Zips

„So wahr mir Gott helfe“

„Ohne Gott und Sonnenschein fahren wir die Ernte ein!“ Diese Losung verbreiteten die kommunistischen Herrscher der DDR in den 1960er Jahren, als ein sehr nasses Jahr damals die Ernte zu vernichten drohte. Entgegen der in der DDR-Verfassung garantierten Glaubensfreiheit wurden die Christen in vielfältiger Weise unterdrückt.

In der Bundesrepublik dagegen stimmten Verfassung und Verfassungswirklichkeit stets überein. In der Präambel gibt es sogar einen Gottesbezug. Der grundgesetzlich festgelegte Amtseid (Art.56 und 64) für den Bundespräsidenten, Bundeskanzler und die Bundesminister enthält den freiwilligen Zusatz „So wahr mir Gott helfe“. Allerdings wird immer mehr darauf verzichtet. Das entspricht der allgemeinen Entwicklung in Deutschland. Kirchenaustritte steigen stetig an. Die Gotteshäuser leeren sich. Die Liste umgewidmeter Kirchenbauten wird immer länger.
____
_AUFGABE 1_
Wiederhole aus dem Text über den Glauben in DDR und Bundesrepublik wortgetreu die Passage von „In der Bundesrepublik“ bis „wird immer länger.“.

_DATENSÄTZE ZUR AUFGABE_
____
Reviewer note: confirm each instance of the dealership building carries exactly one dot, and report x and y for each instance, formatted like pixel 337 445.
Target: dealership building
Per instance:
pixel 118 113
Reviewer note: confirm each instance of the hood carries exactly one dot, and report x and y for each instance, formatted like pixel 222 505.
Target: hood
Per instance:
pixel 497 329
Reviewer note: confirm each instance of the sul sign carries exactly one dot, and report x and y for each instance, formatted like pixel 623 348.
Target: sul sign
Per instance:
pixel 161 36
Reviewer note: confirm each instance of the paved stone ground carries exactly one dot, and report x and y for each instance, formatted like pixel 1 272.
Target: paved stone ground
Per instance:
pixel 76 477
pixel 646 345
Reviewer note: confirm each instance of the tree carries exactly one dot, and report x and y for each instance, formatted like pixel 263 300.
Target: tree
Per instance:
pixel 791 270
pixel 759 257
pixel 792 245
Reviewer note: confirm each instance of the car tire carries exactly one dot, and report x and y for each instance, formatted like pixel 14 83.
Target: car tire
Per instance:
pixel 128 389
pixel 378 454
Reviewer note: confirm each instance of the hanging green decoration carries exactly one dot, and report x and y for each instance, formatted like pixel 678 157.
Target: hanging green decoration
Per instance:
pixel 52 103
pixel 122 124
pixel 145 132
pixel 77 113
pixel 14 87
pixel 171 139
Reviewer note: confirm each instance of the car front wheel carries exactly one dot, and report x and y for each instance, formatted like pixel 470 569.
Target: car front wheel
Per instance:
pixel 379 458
____
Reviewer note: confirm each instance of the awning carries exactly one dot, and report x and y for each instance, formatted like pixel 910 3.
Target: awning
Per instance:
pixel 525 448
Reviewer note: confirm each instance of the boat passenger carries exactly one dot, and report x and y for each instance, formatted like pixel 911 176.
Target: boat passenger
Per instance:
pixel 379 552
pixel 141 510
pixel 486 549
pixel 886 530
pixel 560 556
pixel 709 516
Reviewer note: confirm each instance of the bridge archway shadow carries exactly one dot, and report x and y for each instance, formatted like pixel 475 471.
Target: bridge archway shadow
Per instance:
____
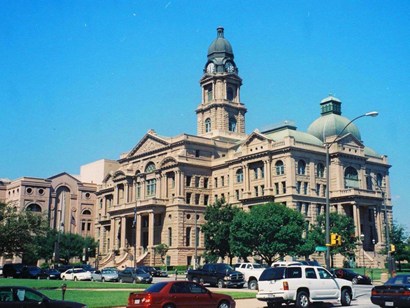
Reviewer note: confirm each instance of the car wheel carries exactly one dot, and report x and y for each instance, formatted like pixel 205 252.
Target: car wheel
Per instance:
____
_AUFGABE 2_
Stelle die Zeilen der Datensätze von der Zeile mit „Reviewer note: confirm each instance of the hanging“ bis zur Zeile mit „pixel 379 458“, beide eingeschlossen, als JSON-Liste von Strings dar. Jede Zeile wird ein String, und Leerzeilen lässt du weg.

_RICHTIGE ANTWORT 1_
In der Bundesrepublik dagegen stimmten Verfassung und Verfassungswirklichkeit stets überein. In der Präambel gibt es sogar einen Gottesbezug. Der grundgesetzlich festgelegte Amtseid (Art.56 und 64) für den Bundespräsidenten, Bundeskanzler und die Bundesminister enthält den freiwilligen Zusatz „So wahr mir Gott helfe“. Allerdings wird immer mehr darauf verzichtet. Das entspricht der allgemeinen Entwicklung in Deutschland. Kirchenaustritte steigen stetig an. Die Gotteshäuser leeren sich. Die Liste umgewidmeter Kirchenbauten wird immer länger.

_RICHTIGE ANTWORT 2_
[
  "Reviewer note: confirm each instance of the hanging green decoration carries exactly one dot, and report x and y for each instance, formatted like pixel 678 157.",
  "Target: hanging green decoration",
  "Per instance:",
  "pixel 52 103",
  "pixel 122 124",
  "pixel 145 132",
  "pixel 77 113",
  "pixel 14 87",
  "pixel 171 139",
  "Reviewer note: confirm each instance of the car front wheel carries exactly one dot, and report x and y for each instance, formatted like pixel 470 569.",
  "Target: car front wheel",
  "Per instance:",
  "pixel 379 458"
]